Desde tiempos inmemoriales, de otra parte, dejar sin alimentos al pueblo que se quiere avasallar ha sido una práctica común, como lo recuerda el Sitio de Cartagena en 1811. Los europeos bien saben que en más de una ocasión no han accedido a suficiente comida, aun teniendo con qué pagarla. En esta columna he citado el libro de Jackeline Roddick, en el que se cuenta que un alto funcionario norteamericano advirtió que, como medida de presión, las exportaciones de alimentos a un país podrían ser restringidas. También he mencionado que George W. Bush afirmó: “¿Pueden Ustedes imaginar un país que no fuera capaz de cultivar alimentos suficientes para alimentar a su población? Sería una nación expuesta a presiones internacionales. Sería una nación vulnerable”. Y si eso lo dice el jefe de un imperio de ese calibre, con recursos y armas para traer sus alimentos desde donde se encuentren, qué decir de un país como Colombia.

 

Sobre qué entender por seguridad o soberanía alimentaria hay tres puntos de vista. El primero plantea que es un problema que atañe solo a los campesinos, para quienes propone que cada familia se provea en su parcela de todos los alimentos, olvidando que así no estaría asegurada la alimentación de los habitantes urbanos ni la de los obreros agrícolas y ni siquiera la de todo el campesinado. En el otro extremo aparece la posición que el neoliberalismo impone con el “libre comercio”, la cual señala que el problema hay que mirarlo como un asunto global, en el que lo que importa es que la suma de lo que se produce en la tierra alcance para todos sus habitantes y que cada país consiga los recursos económicos suficientes –exportando cualquier cosa–, para comprar en el mercado mundial los alimentos que requiera. Este alegato, que no por casualidad es el de Estados Unidos y el de los otros países agroexportadores, al igual que el de las trasnacionales de los negocios de agroquímicos, semillas y producción y comercio de alimentos, se erige sobre la mentira de que nada ni nadie podrá limitar o destruir los flujos globales de alimentos, falacia en la que se insiste pesar de que, ante el reciente incremento de los precios internacionales de la comida y los conatos de hambrunas que estallaron en tantas partes, decenas de países cerraron o redujeron sus exportaciones.

 

Si Colombia se rigiera por los intereses nacionales, se apoyaría en las posibilidades que le brinda poseer tierras, aguas y gentes suficientes para definir como política de Estado la tercera posición: la de entender la seguridad alimentaria como un propósito nacional, es decir, que entre campesinos e indígenas y empresarios y jornaleros se produzca la dieta básica de la nación y lo que pueda exportarse, pudiéndose cubrir con importaciones los faltantes temporales que puedan presentarse. Si al mundo no lo avasallaran los más inescrupulosos de los traficantes de dinero, con la misma lógica actuarían los demás países, de manera que, entre todos, se alejara el riego de hambrunas nacionales y universales.

 

En un país donde hay nueve millones de hectáreas de tierras con vocación agrícola en restrojos o ganadería de baja productividad, el actual gobierno llevó las importaciones agrarias de 4.4 a 8.0 millones de toneladas y prefiere cultivar agrocombustibles que comida, los cuales, además, se producen con inmensos subsidios y no son para exportar, sino para abrirle camino a los aceites y endulzantes extranjeros que ya llegan y que llegarán más por culpa del “libre comercio”.

Complete lo siguiente
1. Transcriba del texto sobre seguridad alimentaria el pasaje que comienza en las palabras "Si Colombia se" y concluye tras las palabras "nacionales y universales.".
2. De acuerdo con el texto sobre seguridad alimentaria, ¿por qué se considera una falacia la idea de que nada ni nadie podrá limitar o destruir los flujos globales de alimentos? Responda en una a tres oraciones.

Material proporcionado
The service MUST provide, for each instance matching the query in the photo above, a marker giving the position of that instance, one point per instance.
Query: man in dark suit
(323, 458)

Soluciones en orden
1.
Si Colombia se rigiera por los intereses nacionales, se apoyaría en las posibilidades que le brinda poseer tierras, aguas y gentes suficientes para definir como política de Estado la tercera posición: la de entender la seguridad alimentaria como un propósito nacional, es decir, que entre campesinos e indígenas y empresarios y jornaleros se produzca la dieta básica de la nación y lo que pueda exportarse, pudiéndose cubrir con importaciones los faltantes temporales que puedan presentarse. Si al mundo no lo avasallaran los más inescrupulosos de los traficantes de dinero, con la misma lógica actuarían los demás países, de manera que, entre todos, se alejara el riego de hambrunas nacionales y universales.

2. Porque, ante el reciente incremento de los precios internacionales de la comida y los conatos de hambrunas que estallaron en tantas partes, decenas de países cerraron o redujeron sus exportaciones.